____ TEXT EXTRACT

[This is the third and final part of a three-part story about the years immediately following World War II as I experienced them as a very young boy in Brooklyn.]
For my mother, too, the war of the 1940s continued in the early 1950s. Like most mothers in the neighborhood, she stayed home and did the housework while my father worked a subway ride away. Inside the house, she dusted and vacuumed, listened to the radio, bought from the milkman and bread man, dealt with the Fuller Brush salesman, and watched over me as I played on the living room rug. Sometimes, when she found time, she read stories to me from a thick red book of fairy tales and legends or just talked to me about anything that came into her mind or mine.
One thing that came into my mind one fall day added yet another item to my growing stock of fears. My mother and I had just returned from the funeral of a neighbor. He was a man whom she had known well enough to chat with whenever he passed by, and so she felt obligated to attend his funeral. After we returned home and she had settled into her favorite living room chair, I gradually formed the question that had been materializing all morning.
“Why do people die?” Having undoubtedly heard the question twice before from my sisters, she responded promptly, “Because God wants them to live with him in heaven.”
The conversation proceeded along scripted lines: “Does God want you and Dad?” “Yes, but only after a long, long time.” Pause. “Does God want me?” “No, Eddie. Not yet.”
This answer was not as reassuring as it was meant to be. It left me with the clear understanding that I was certainly going to die. The slanted sunlight made parallelograms on the living room rug, revealing dust motes floating in the still air as I worried that God might make up his mind about me pretty soon. Apparently the jury is still out.
My mother’s life was dominated by economics; she must have dreamt of rationing and scarcity. I would go with her to the butcher’s shop on Sheepshead Bay Road and watch as she alternately flirted and haggled with the butcher to induce him to be generous with her meat ration.
I also remember her taking my sisters and me on a trip, no doubt undertaken for the sake of economy, to a grim poultry operation on 12th Street, which was several blocks outside the main Sheepshead Bay shopping area, past the neighborhood where our local Black population lived. The destination was a dirt-floored establishment—more farm than shop—that offered live chickens for sale.

________
____ DATA ENTRIES

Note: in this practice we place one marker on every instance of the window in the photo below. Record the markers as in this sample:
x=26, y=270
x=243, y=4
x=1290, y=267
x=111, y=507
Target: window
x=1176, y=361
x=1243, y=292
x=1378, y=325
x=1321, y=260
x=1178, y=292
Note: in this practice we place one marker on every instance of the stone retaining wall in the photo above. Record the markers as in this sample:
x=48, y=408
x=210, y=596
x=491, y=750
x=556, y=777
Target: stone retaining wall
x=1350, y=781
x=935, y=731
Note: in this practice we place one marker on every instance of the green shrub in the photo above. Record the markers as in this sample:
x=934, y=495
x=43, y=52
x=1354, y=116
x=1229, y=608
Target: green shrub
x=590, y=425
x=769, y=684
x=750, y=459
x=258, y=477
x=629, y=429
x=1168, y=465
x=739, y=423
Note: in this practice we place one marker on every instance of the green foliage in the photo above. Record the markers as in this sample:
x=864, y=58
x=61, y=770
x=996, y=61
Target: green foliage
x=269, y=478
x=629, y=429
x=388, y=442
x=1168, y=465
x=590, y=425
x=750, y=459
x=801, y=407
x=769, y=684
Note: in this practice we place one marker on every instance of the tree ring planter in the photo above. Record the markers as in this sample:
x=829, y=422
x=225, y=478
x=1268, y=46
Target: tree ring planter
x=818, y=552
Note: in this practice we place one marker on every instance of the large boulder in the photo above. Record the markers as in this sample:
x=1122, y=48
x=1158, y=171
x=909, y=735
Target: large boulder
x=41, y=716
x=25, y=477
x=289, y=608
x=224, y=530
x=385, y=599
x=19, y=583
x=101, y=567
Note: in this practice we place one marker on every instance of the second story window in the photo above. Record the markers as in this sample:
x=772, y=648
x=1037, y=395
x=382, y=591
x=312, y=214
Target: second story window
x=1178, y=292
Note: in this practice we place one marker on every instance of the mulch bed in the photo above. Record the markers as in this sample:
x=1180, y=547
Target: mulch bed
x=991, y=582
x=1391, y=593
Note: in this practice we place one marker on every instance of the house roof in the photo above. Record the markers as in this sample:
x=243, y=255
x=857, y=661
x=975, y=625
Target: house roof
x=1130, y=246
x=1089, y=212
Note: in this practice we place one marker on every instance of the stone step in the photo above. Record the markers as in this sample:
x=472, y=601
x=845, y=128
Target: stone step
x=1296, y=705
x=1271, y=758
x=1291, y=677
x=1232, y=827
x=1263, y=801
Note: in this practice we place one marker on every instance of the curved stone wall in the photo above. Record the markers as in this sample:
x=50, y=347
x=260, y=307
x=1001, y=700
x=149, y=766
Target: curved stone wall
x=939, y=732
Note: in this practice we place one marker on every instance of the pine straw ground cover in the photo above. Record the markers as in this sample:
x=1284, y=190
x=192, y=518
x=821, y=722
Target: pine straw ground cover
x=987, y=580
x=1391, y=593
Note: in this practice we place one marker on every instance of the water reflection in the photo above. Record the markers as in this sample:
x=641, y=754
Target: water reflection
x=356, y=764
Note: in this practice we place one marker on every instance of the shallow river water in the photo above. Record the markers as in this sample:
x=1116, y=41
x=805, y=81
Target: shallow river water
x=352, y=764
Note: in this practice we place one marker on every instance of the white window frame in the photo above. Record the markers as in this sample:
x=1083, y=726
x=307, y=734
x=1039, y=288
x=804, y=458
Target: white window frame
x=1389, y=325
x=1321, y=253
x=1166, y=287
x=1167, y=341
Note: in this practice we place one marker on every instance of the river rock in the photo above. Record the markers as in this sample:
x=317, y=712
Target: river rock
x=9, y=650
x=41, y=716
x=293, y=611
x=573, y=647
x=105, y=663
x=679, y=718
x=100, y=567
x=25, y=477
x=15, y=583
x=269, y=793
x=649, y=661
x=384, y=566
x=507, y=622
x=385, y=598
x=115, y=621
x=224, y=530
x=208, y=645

________

:: GIVEN PROBLEM 1 ::
Answer these questions about the Brooklyn memoir:
(a) What color was the book of fairy tales and legends that the mother read from?
(b) On which road was the butcher's shop where the mother haggled over her meat ration?
(c) What did the dirt-floored establishment on 12th Street offer for sale?
:: GIVEN PROBLEM 2 ::
Repeat the Brooklyn memoir from "The conversation proceeded" up to and including "is still out.", swapping "parallelograms" for "rectangles".
:: GIVEN PROBLEM 3 ::
Carry the Brooklyn memoir on from where it stops.

:: TASK RESULT 1 ::
(a) Red
(b) Sheepshead Bay Road
(c) Live chickens

:: TASK RESULT 2 ::
The conversation proceeded along scripted lines: “Does God want you and Dad?” “Yes, but only after a long, long time.” Pause. “Does God want me?” “No, Eddie. Not yet.”
This answer was not as reassuring as it was meant to be. It left me with the clear understanding that I was certainly going to die. The slanted sunlight made rectangles on the living room rug, revealing dust motes floating in the still air as I worried that God might make up his mind about me pretty soon. Apparently the jury is still out.

:: TASK RESULT 3 ::
The chickens were held in wooden crates until purchased. The floor smelled of what must have been offal and blood, and the atmosphere was raucous with prescient chickens. My mother dealt directly with a man in a smeared apron. She selected the chicken she wanted and the man took it, upside down and flapping, to the next room. After a few seconds of frantic noise, the man returned with a headless chicken, which he threw into a vat of hot water and then put it into a machine that spun the chicken and somehow removed most of its feathers. Then he wrapped the chicken and gave it to my mom. This trip horrified me and my sisters, and we must have made our feelings obvious, for we never took it again.
When rationing was over, my mother switched from the local shops, where she had free rein to use her bargaining skills, to the larger A&P, where prices and portions were formalized and the shopping experience sanitized. Since she often shopped during the week, when my sisters were in school, many of these outings were mom-and-me trips. For both of us this was an enjoyable weekly routine.
The way my mom did the shopping, the A&P was filled with excitement. She showed me how to shop properly and economically—judging the ripeness of a cantaloupe by squeezing it and sniffing its button, or picking appropriately ripe bananas by squeezing (she was a big squeezer) and observing the color of the peel, especially the veins where the sections joined. She had a specialized technique for every fruit and vegetable, which essentially boiled down to using as many senses as appropriate (especially the sense of touch) for each item.
Throughout the store, she demonstrated the economical art of selection. Often, even after squeezing and looking over every fruit and vegetable in the produce department, she would accost Tony the Produce Man and have him get her the “fresh items from the back.” Similarly, she would send Rudy the Butcher on a quest for cuts of meat better than the ones in the showcase.
Tony the Produce Man was just a functionary who performed his produce management task with a good nature, but with Rudy the Butcher, a handsome young German, my mother enjoyed a weekly flirtation. She would often send him back two or three times to find even better pieces of meat or to grind the hamburger one more time. In every case, he complied with a knowing smile, a humorous remark, and often a wink. They were both the happier for the interaction.
In the impersonal parts of the market where prepackaged goods were shelved, my mother would shake the cans of soup to pick the one with the most solids, palpate and shake the cereal boxes to find the fullest one, look through every package of bacon to find the one with the least fat, hold up the milk and soda to find the bottles with the least amount of fresh air between cap and liquid, and search every shelf for the goods that had an old price instead of the current one. I quickly learned to be her accomplice, shaking, palpating, staring, and comparing relentlessly. Sadly, these practices remained with me into young adulthood.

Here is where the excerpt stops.